* REQUESTS *
1: Summarize the data exploration brief in two sentences.
2: Extend the data exploration brief beyond its final sentence.
───── PASSAGE ─────
The /data folder includes data from a questionnaire collected at baseline ("swan_1996_97_baseline.csv") and two annual follow-up visits ("swan_1997_99_visit1.csv", "swan_1998_00_visit2.csv").  

Documentation for the baseline visit with details of the questionnaire and variables referenced is also included in the /data folder as "baseline-visit-codebook-PI.pdf".  

As a first step, please load in the data in this python notebook and conduct whatever exploration you need to decide - **"What are the key characteristics of these datasets?"**.   

To help focus, remember that the overall aim of the task is to **build a simple 1 page dashboard that summarises the key characteristics of the datasets**.    

Example exploration could include answering sub-questions such as, what is the size of each sample? how many participants have data in all follow-up visits?  

Please include inline code comments or markdown to explain your approach.  

Note, this exploration is not expected to be comprehensive, but if there are further analyses you would conduct to help you understand these datasets please include them in your commentary and explain what you would do.
───── DATASET ENTRIES ─────
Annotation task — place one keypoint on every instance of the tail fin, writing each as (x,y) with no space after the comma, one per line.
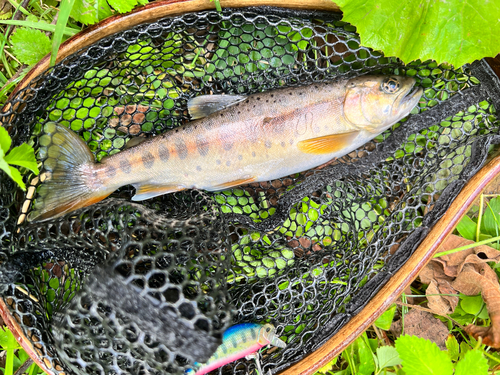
(71,183)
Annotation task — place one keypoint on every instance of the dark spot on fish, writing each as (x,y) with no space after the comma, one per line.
(111,171)
(181,149)
(148,159)
(163,152)
(125,166)
(202,145)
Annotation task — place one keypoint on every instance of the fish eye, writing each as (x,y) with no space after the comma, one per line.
(390,85)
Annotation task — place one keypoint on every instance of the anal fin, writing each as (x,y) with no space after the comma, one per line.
(327,144)
(147,191)
(230,184)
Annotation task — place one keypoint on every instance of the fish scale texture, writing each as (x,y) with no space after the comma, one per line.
(305,252)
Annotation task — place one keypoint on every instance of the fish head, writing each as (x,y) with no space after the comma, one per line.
(267,336)
(374,103)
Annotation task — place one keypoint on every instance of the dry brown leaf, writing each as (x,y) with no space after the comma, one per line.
(422,324)
(131,116)
(466,272)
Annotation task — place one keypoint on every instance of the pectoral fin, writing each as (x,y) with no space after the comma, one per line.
(327,144)
(147,191)
(230,184)
(204,105)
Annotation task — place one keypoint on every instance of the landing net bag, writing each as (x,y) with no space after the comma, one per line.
(305,252)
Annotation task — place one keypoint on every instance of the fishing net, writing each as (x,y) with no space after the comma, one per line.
(305,252)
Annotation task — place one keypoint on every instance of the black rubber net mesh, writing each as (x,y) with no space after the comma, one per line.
(305,252)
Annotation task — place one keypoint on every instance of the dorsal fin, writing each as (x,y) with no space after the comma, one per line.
(204,105)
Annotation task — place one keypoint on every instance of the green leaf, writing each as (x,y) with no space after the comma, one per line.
(5,140)
(491,218)
(387,356)
(384,321)
(24,156)
(473,363)
(65,8)
(471,304)
(450,31)
(422,357)
(123,6)
(453,348)
(39,25)
(29,45)
(467,228)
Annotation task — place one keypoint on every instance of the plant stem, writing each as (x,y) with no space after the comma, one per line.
(466,247)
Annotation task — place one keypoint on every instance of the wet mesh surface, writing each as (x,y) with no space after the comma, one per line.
(305,252)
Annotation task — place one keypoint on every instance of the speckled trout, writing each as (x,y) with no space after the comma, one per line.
(233,140)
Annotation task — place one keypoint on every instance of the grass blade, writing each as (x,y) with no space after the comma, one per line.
(38,25)
(64,11)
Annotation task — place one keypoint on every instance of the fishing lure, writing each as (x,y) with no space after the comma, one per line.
(241,340)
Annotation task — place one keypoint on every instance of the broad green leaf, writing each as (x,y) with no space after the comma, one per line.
(85,11)
(450,31)
(387,356)
(467,228)
(7,339)
(491,218)
(473,363)
(422,357)
(471,304)
(5,140)
(366,363)
(65,8)
(384,321)
(16,176)
(29,45)
(453,348)
(124,6)
(24,156)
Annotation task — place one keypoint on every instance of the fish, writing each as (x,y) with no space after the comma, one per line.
(240,341)
(232,140)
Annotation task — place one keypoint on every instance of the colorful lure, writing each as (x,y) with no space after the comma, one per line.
(240,341)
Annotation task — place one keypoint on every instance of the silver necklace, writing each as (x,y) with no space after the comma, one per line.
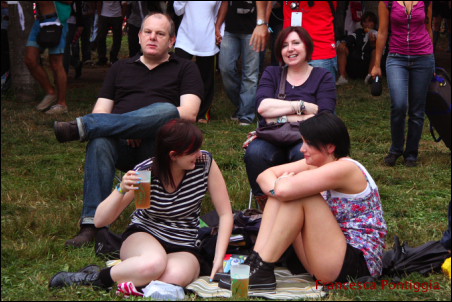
(293,86)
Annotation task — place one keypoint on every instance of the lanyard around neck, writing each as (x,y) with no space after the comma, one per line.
(408,17)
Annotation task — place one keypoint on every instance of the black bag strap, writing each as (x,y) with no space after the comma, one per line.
(282,84)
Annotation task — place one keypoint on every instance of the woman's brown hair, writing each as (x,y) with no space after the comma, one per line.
(304,36)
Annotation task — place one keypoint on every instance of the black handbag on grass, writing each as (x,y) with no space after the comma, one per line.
(281,134)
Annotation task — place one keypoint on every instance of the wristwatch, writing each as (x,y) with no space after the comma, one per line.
(281,119)
(261,22)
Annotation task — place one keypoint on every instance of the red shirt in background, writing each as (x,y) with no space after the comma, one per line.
(318,22)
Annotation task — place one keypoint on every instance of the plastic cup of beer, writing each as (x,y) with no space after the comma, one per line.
(240,276)
(143,194)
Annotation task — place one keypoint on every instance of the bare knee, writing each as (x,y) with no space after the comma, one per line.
(178,276)
(151,269)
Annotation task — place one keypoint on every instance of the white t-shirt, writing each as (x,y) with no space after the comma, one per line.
(111,8)
(196,34)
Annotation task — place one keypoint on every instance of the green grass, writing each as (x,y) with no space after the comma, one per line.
(42,185)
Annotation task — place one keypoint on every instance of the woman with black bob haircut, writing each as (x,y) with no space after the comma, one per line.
(326,206)
(324,130)
(160,242)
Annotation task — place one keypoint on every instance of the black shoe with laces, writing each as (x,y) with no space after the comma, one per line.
(262,276)
(63,279)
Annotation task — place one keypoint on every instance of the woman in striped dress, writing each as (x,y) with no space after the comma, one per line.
(160,242)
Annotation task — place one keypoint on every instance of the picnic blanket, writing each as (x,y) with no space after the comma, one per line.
(288,287)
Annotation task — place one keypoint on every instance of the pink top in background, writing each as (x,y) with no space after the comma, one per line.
(420,42)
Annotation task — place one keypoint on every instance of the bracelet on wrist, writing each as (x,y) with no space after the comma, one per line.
(299,108)
(294,111)
(118,187)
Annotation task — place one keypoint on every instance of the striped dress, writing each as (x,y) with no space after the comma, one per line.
(174,217)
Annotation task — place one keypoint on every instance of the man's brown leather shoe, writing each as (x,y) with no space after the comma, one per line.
(86,235)
(66,131)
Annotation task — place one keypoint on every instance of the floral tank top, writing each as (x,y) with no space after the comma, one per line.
(360,218)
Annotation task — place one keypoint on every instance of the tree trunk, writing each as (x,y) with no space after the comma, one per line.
(23,85)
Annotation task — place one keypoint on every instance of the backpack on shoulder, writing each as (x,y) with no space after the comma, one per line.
(437,106)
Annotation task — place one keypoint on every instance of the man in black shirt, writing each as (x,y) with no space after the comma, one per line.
(138,96)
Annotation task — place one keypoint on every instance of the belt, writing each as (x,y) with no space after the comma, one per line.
(45,17)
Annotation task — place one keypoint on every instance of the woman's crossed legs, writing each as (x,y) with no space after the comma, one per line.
(144,260)
(311,227)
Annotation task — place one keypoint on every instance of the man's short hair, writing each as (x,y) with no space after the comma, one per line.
(172,31)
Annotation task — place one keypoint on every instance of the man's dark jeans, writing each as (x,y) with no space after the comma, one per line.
(107,148)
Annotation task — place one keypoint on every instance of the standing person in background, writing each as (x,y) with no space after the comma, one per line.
(71,50)
(317,18)
(87,14)
(356,53)
(245,26)
(47,13)
(440,10)
(95,23)
(276,24)
(134,23)
(262,53)
(196,37)
(110,13)
(409,67)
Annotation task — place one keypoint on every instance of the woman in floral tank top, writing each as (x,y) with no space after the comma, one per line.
(326,205)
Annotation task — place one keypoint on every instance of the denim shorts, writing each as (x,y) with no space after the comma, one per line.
(36,28)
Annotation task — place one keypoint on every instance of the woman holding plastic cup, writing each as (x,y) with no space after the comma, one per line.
(160,242)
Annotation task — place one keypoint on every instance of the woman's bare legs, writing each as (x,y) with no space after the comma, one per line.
(323,242)
(182,268)
(143,260)
(268,221)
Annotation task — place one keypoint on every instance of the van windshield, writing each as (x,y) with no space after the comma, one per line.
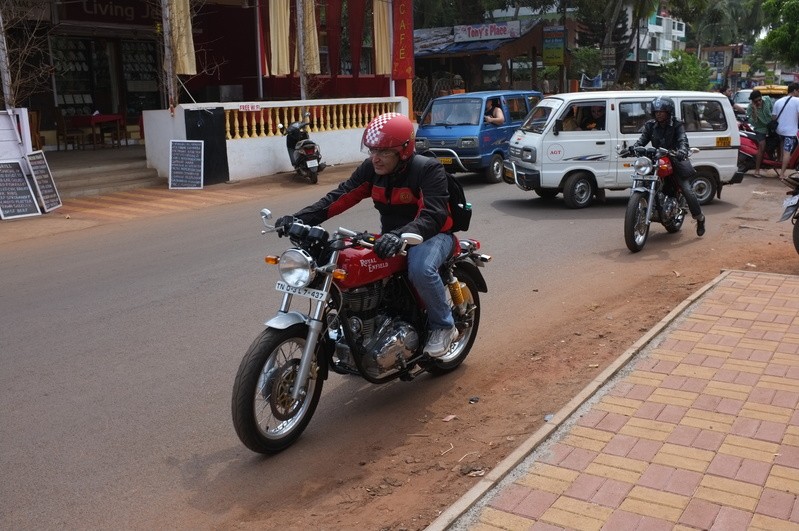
(537,119)
(467,111)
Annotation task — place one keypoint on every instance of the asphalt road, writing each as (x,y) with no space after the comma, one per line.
(120,342)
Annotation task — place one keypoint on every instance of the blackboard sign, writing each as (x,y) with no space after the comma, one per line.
(43,179)
(186,164)
(16,195)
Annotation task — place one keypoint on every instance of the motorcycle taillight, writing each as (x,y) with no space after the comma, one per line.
(664,167)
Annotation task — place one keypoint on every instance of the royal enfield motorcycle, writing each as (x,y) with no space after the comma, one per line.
(656,196)
(347,311)
(304,153)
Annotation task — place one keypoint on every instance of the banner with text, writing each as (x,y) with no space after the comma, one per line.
(402,65)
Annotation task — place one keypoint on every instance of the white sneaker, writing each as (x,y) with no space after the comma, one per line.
(439,341)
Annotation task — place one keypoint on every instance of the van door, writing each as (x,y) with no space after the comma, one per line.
(633,114)
(583,143)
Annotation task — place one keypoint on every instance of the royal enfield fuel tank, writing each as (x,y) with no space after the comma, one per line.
(363,267)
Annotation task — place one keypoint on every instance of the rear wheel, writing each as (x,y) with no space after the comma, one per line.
(493,174)
(636,228)
(578,191)
(704,187)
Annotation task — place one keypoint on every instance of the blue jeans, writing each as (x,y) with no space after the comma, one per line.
(423,263)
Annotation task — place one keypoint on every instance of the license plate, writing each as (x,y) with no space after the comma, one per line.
(315,294)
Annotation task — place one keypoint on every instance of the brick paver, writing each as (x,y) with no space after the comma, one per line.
(701,433)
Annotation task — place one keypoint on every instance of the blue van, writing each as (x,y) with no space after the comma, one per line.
(454,129)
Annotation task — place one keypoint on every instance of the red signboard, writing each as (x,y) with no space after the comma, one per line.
(402,65)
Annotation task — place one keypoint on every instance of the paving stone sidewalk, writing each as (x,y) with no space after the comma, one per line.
(699,428)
─────
* ANSWERS BELOW *
1: The /data folder holds questionnaire data from a baseline visit and two annual follow-up visits, along with a codebook documenting the baseline questionnaire and its variables. The first step is to load the data in a python notebook and explore it to decide the key characteristics of the datasets, working toward a simple one-page dashboard, with the approach explained in inline code comments or markdown and any further analyses described in the commentary.

2:
# Summary of response


Overall, my strategy is:
1. Clean the data up into a state suitable for interrogation by data consumers (e.g. nulls cleaned, datetimes converted), who can then theoretically come up with detailed requirements for what to do with this dataset
2. Produce some a data quality dashboard to for data consumers to use in conjunction with the data itself

The idea being that data consumers would then be in a position to iteratively make data engineering requirements for this dataset.

## 0. Install dependencies

In [1]:
!pip install -r requirements.txt

Collecting plotly
  Using cached plotly-5.13.1-py2.py3-none-any.whl (15.2 MB)
Collecting jupyter-dash
  Using cached jupyter_dash-0.4.2-py3-none-any.whl (23 kB)
Collecting tenacity>=6.2.0
  Using cached tenacity-8.2.1-py3-none-any.whl (24 kB)
Collecting flask
  Using cached Flask-2.2.3-py3-none-any.whl (101 kB)
Collecting dash
  Using cached dash-2.8.1-py3-none-any.whl (9.9 MB)
Collecting ansi2html
  Using cached ansi2html-1.8.0-py3-none-any.whl (16 kB)
Collecting retrying
  Using cached retrying-1.3.4-py3-none-any.whl (11 kB)
Collecting dash-core-components==2.0.0
  Using cached dash_core_components-2.0.0-py3-none-any.whl (3.8 kB)
Collecting dash-table==5.0.0
  Using cached dash_table-5.0.0-py3-none-any.whl (3.9 kB)
Collecting dash-html-components==2.0.0
  Using cached dash_html_components-2.0.0-py3-none-any.whl (4.1 kB)
Collecting itsdangerous>=2.0
  Using cached itsdangerous-2.1.2-py3-none-any.whl (15 kB)
Collecting click>=8.0
  Using cached click-8.1.3-py3-none-any.whl (96 kB)
Coll

# 1. Import packages

In [2]:
import pandas as pd
import re
import numpy as np

# 2. Load data


In [3]:
baseline_df = pd.read_csv("data/swan_1996_97_baseline.csv")
visit1_df = pd.read_csv("data/swan_1997_99_visit1.csv")
visit2_df = pd.read_csv("data/swan_1998_00_visit2.csv")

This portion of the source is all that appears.